Raw data:
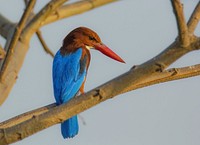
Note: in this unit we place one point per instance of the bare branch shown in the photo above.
(2, 52)
(39, 35)
(181, 23)
(16, 35)
(37, 20)
(7, 72)
(25, 116)
(46, 48)
(5, 26)
(74, 9)
(194, 19)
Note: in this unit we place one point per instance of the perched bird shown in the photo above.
(70, 67)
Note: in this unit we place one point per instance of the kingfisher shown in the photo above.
(70, 67)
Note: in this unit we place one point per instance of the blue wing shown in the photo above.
(69, 72)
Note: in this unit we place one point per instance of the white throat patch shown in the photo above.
(88, 47)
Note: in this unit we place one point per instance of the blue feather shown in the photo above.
(69, 72)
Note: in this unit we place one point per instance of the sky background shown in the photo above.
(137, 30)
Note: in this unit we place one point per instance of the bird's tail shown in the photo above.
(69, 128)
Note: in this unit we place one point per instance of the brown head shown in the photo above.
(86, 38)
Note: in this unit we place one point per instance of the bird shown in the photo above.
(70, 66)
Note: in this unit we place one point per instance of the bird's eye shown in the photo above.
(92, 38)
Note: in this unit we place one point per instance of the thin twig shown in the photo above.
(46, 48)
(41, 39)
(74, 9)
(181, 23)
(17, 33)
(2, 52)
(37, 20)
(194, 19)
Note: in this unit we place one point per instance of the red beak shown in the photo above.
(108, 52)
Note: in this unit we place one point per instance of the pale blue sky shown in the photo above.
(137, 30)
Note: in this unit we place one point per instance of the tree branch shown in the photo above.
(46, 48)
(5, 26)
(16, 36)
(181, 23)
(194, 19)
(37, 20)
(2, 52)
(74, 9)
(148, 73)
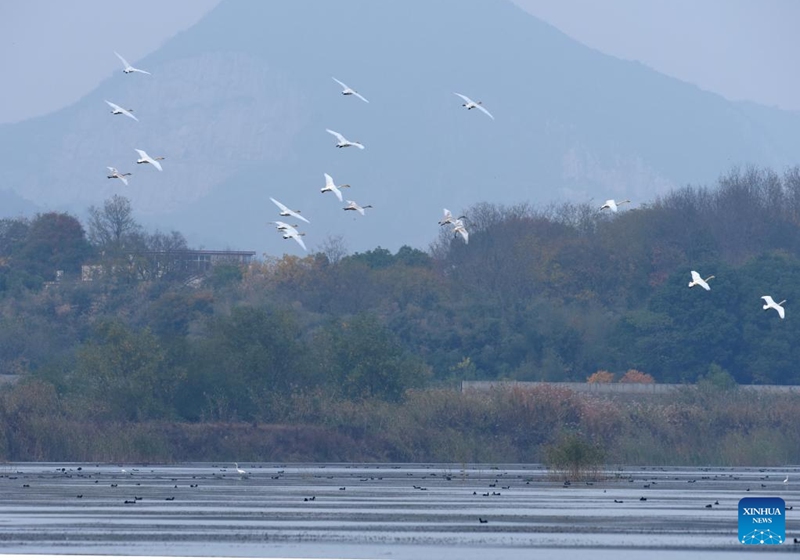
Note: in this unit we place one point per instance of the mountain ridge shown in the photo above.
(239, 104)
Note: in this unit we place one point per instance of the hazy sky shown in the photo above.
(52, 52)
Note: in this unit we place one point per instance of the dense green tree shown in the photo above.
(122, 374)
(54, 241)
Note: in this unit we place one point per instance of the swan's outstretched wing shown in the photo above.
(279, 205)
(298, 216)
(120, 110)
(482, 108)
(339, 137)
(125, 62)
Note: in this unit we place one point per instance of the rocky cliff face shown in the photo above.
(239, 104)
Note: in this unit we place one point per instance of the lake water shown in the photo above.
(381, 511)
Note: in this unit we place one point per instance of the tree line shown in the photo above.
(554, 293)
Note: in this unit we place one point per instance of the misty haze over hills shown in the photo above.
(239, 104)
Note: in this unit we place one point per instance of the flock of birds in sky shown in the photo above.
(290, 231)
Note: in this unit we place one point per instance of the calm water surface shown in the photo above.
(381, 511)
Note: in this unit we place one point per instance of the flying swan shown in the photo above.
(286, 212)
(117, 110)
(128, 68)
(769, 303)
(612, 204)
(331, 186)
(343, 142)
(697, 280)
(117, 175)
(470, 104)
(349, 91)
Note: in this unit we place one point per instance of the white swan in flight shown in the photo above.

Given instruction: Reproduce every line precisely as given, omitting all pictures.

Written answer:
Note: in this unit we place one point per instance of the bare branch shown in the photo above.
(2, 52)
(39, 35)
(181, 23)
(16, 35)
(37, 20)
(7, 72)
(25, 116)
(46, 48)
(5, 26)
(74, 9)
(194, 19)
Note: in this unit we place one point per instance of the perched bird shown in the photo above.
(70, 67)
Note: in this unit we place one point per instance of the kingfisher shown in the photo above.
(70, 67)
Note: in this unit we place one point per instance of the blue wing shown in the photo above.
(69, 72)
Note: in this unit we place one point per instance of the white throat patch shown in the photo above.
(88, 47)
Note: in this unit we place one point per instance of the blue feather shown in the photo above.
(69, 72)
Note: in this unit we place one point per instance of the sky background shown in the photo above.
(137, 30)
Note: in this unit we place one point per instance of the bird's tail shown in the photo above.
(69, 128)
Note: in this unit we place one point per instance of the brown head shown in the photo above.
(86, 38)
Note: in this unit we place one point per instance of the bird shown in the photo above.
(70, 66)
Note: in this unit we place one point per instance of the bird's eye shown in the photo above.
(92, 38)
Note: in this unit we place one point per instance of the thin twig shown in the photo above.
(46, 48)
(41, 39)
(74, 9)
(181, 23)
(17, 33)
(2, 52)
(37, 20)
(194, 19)
Note: in this unit we place one point per instance of the red beak shown in the photo above.
(108, 52)
Note: in this unit we place one point per instance of the pale blue sky shown in the photo above.
(137, 30)
Note: in this unit we place one point per instance of the tree branch shown in the photo above.
(46, 48)
(5, 26)
(16, 36)
(181, 23)
(194, 19)
(37, 20)
(2, 52)
(74, 9)
(148, 73)
Note: in this unit we place one point per instance of the mountain ridge shown in the photo above.
(239, 104)
Note: in this unit we place one point per instance of the hazy sky shown in the photo above.
(52, 52)
Note: in this unit we place one point per instance of the dense green tree shown in the photo above.
(122, 374)
(54, 241)
Note: in this unit we place one point per instance of the swan's outstretched wing shown in the photo above.
(279, 205)
(298, 216)
(120, 110)
(482, 108)
(339, 137)
(125, 62)
Note: in this unit we place one point per instance of the rocky cliff face shown in the photo above.
(239, 104)
Note: in this unit we place one point per instance of the lake water shown in the photo above.
(381, 511)
Note: in this unit we place one point per instance of the tree line shown in the photo above.
(554, 293)
Note: in this unit we place one point per instance of the misty haze over hills shown in the photo above.
(239, 104)
Note: in this unit we place one point per instance of the flock of birds in sky shown in the photo above.
(290, 231)
Note: in this unit we place one point per instance of the calm water surface shown in the photo above.
(381, 511)
Note: in this unit we place one point per instance of the flying swan shown in the photo above.
(286, 212)
(117, 110)
(128, 68)
(769, 303)
(612, 204)
(331, 186)
(343, 142)
(697, 280)
(117, 175)
(470, 104)
(349, 91)
Note: in this unit we place one point per instance of the white swan in flight shown in the photo above.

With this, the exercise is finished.